SUPPLIED TEXT:
_____
Scenario 2: Non-Retryable Error (400, 401)

No retry attempted
Test fails immediately
Clear error message logged

Error Messages

GPT-5 Mini API error (400): [details] - Check API key and model name
GPT-5 Mini API authentication failed (401) - Check OPENAI_API_KEY
GPT-5 Mini API rate limit exceeded (429) - Wait and retry
GPT-5 Mini call failed after 2 attempt(s): [details] - Both attempts failed

GPT-4o Failures

Behavior:

No retry attempted
Visual analysis is skipped
Test continues without visual issue detection
Warning logged

Why:

Visual analysis is optional/selective
Failures don't block test execution
Cost optimization (don't retry expensive calls)

What the Model CAN Do

✅ Generate test actions based on page context
✅ Analyze DOM structure and identify interactive elements
✅ Detect cookie banners and suggest dismissal strategies
✅ Explain test failures in plain English
✅ Find alternative selectors when primary fails
✅ Synthesize context from multiple sources (DOM, logs, errors)
_____
INFORMATION:

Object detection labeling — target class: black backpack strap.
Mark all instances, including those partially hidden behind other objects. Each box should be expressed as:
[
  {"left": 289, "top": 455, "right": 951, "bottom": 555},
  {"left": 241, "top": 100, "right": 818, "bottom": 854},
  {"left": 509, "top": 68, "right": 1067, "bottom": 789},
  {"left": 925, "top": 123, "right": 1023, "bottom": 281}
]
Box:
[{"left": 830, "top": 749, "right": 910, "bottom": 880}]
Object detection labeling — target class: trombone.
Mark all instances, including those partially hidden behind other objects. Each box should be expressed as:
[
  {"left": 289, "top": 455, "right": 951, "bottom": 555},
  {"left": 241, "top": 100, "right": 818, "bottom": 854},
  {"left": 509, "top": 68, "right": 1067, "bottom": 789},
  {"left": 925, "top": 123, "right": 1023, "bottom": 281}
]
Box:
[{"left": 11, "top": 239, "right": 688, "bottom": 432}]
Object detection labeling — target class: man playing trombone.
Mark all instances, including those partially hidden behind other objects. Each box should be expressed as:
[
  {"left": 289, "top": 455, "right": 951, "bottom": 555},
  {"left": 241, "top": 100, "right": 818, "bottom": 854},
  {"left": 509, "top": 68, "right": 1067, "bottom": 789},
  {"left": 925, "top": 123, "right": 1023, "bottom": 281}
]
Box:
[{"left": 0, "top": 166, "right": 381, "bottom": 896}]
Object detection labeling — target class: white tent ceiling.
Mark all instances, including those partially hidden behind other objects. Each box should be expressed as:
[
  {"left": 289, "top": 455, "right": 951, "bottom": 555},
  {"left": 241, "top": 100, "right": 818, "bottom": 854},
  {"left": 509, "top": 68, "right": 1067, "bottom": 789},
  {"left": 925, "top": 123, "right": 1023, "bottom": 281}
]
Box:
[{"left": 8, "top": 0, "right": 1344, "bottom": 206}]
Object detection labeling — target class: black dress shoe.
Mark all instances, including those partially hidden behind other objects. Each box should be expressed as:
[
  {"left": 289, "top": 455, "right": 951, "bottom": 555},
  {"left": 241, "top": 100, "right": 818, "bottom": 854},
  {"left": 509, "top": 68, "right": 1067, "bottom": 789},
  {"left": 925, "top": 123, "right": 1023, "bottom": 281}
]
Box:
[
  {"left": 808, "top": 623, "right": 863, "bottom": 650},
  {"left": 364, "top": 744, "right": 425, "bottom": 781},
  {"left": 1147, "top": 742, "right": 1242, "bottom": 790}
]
_____
Extract the passage from the API error-handling notes between "What the Model" and "(DOM, logs, errors)", inclusive. The material has no connection to the text on API error handling.

What the Model CAN Do

✅ Generate test actions based on page context
✅ Analyze DOM structure and identify interactive elements
✅ Detect cookie banners and suggest dismissal strategies
✅ Explain test failures in plain English
✅ Find alternative selectors when primary fails
✅ Synthesize context from multiple sources (DOM, logs, errors)